━━━━━ INPUT FOR THIS TASK ━━━━━

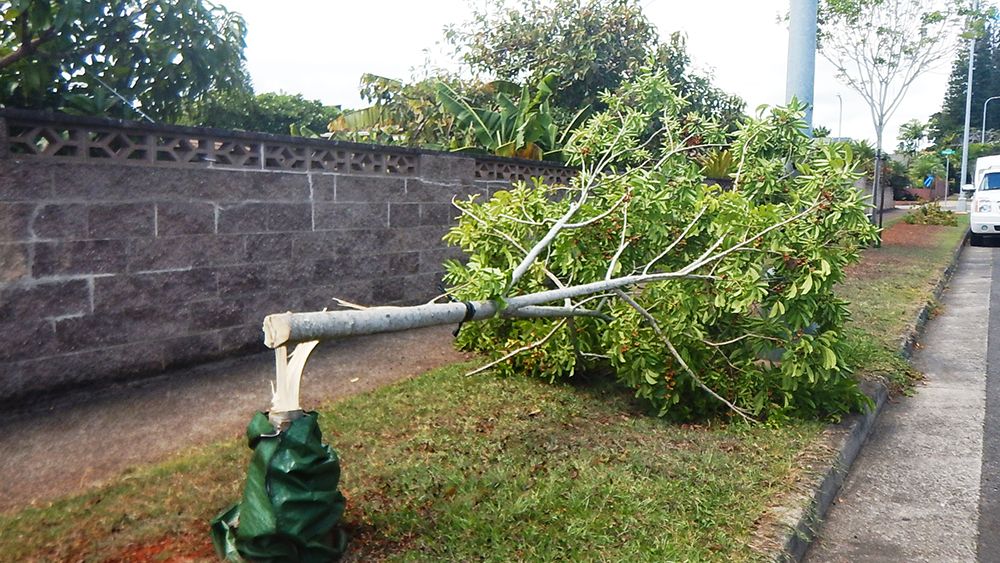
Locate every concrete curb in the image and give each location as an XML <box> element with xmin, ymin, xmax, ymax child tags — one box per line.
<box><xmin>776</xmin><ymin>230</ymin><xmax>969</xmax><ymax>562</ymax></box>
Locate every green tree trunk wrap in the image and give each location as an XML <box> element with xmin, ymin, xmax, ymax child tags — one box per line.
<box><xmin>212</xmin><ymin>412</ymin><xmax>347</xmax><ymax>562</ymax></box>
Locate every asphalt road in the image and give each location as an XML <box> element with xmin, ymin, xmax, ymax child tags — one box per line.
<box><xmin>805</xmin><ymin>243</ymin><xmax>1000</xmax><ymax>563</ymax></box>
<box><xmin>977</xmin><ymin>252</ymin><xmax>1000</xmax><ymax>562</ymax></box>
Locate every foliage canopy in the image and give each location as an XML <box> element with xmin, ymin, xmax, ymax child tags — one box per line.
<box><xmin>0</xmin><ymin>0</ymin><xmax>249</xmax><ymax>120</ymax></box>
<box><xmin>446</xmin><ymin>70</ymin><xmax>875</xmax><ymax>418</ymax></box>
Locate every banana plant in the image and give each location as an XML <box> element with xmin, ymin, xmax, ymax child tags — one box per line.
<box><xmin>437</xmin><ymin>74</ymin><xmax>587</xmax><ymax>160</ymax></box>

━━━━━
━━━━━ INPUT FOR THIS TASK ━━━━━

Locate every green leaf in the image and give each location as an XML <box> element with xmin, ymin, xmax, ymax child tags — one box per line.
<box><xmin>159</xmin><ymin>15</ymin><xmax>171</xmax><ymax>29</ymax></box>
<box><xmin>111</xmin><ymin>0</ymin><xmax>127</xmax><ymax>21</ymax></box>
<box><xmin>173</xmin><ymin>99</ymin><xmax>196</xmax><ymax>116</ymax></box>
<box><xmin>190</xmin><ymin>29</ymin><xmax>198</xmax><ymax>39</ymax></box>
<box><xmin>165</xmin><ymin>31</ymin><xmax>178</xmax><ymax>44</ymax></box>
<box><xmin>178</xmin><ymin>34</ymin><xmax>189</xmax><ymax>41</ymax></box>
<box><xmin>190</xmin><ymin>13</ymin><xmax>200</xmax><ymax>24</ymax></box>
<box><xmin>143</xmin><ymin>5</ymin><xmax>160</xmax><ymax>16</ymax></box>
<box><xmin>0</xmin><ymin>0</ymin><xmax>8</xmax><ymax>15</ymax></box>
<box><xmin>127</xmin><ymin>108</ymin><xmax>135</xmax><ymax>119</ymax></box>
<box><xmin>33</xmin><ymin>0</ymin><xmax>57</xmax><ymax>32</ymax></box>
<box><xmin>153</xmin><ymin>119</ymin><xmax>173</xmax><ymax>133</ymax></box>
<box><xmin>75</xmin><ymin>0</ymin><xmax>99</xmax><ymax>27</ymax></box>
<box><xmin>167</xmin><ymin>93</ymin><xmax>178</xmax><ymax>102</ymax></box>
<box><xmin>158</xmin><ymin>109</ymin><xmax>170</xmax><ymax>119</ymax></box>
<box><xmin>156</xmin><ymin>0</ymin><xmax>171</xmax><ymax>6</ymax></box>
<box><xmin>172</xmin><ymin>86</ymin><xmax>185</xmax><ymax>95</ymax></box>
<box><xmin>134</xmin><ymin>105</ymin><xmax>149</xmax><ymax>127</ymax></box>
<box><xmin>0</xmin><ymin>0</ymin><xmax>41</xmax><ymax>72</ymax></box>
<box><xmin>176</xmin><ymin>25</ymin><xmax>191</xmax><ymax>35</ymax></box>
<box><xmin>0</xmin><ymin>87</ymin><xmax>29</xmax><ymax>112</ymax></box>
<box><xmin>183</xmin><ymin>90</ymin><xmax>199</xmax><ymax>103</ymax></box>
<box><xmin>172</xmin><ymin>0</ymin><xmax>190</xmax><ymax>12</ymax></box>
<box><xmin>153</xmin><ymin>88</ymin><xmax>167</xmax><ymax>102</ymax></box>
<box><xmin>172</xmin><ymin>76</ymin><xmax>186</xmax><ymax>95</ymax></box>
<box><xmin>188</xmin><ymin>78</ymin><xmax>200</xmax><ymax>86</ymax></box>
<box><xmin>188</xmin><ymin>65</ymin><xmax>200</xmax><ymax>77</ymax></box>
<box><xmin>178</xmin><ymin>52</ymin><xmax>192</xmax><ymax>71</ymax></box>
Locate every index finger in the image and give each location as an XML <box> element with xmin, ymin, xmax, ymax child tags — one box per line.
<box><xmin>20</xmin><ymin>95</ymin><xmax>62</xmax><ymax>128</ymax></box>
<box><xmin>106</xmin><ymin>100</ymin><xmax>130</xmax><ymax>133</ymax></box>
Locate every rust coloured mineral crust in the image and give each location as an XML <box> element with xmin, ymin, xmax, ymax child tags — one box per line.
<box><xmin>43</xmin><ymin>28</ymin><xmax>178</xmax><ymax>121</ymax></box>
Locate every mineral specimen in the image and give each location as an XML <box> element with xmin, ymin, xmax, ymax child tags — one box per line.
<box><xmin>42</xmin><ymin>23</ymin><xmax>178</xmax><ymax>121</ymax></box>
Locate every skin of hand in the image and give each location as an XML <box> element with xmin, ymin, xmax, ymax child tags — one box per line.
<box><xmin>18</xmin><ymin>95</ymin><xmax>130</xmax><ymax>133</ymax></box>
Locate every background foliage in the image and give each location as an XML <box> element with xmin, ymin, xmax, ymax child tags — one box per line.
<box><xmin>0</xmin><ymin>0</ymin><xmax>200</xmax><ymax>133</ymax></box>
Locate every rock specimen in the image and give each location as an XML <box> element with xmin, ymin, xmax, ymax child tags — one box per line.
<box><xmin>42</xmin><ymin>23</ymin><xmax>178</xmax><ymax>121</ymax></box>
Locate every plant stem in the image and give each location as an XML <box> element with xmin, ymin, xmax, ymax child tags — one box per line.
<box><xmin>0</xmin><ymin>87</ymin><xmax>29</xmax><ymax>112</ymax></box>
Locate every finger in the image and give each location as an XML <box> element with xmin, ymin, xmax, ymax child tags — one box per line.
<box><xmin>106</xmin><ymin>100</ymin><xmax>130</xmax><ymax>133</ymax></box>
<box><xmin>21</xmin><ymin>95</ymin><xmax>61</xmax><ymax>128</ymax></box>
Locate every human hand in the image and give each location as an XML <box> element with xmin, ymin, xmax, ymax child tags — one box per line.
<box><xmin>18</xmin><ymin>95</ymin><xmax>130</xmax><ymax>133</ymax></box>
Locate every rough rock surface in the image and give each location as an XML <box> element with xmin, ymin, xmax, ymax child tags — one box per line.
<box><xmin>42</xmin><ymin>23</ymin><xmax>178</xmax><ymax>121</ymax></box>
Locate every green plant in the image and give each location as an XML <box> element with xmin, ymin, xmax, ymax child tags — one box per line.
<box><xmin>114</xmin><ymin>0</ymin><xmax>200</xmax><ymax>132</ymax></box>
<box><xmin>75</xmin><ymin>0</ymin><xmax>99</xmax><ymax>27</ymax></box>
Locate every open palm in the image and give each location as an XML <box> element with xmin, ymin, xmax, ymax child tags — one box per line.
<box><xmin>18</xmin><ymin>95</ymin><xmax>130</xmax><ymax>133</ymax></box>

━━━━━
━━━━━ INPUT FOR THIS TASK ━━━━━

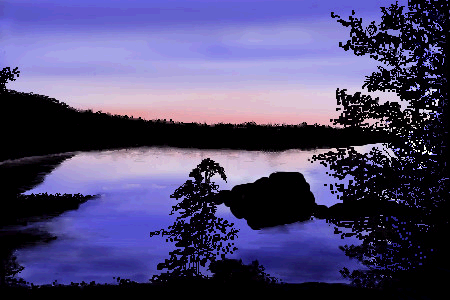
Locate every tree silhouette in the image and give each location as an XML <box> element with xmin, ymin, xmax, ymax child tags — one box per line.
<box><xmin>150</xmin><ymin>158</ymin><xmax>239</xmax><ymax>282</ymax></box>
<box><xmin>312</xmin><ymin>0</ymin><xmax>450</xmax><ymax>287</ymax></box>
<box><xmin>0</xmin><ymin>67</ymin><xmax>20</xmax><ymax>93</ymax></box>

━━━━━

## TASK INSTRUCTIONS
Pull out every row above that contains the word "plant", matching case exactly.

## COMPLETE RESPONSE
Locate every banana plant in the image and give each location as an XML <box> element with xmin, ymin, xmax, ymax child tags — one box per line.
Locate every plant stem in the image and give each location as an XML <box> element with xmin, ymin, xmax, ymax child tags — one box per line.
Locate every green plant in the image and give each location as an XML <box> element with xmin, ymin, xmax, ymax child tags — one box per line.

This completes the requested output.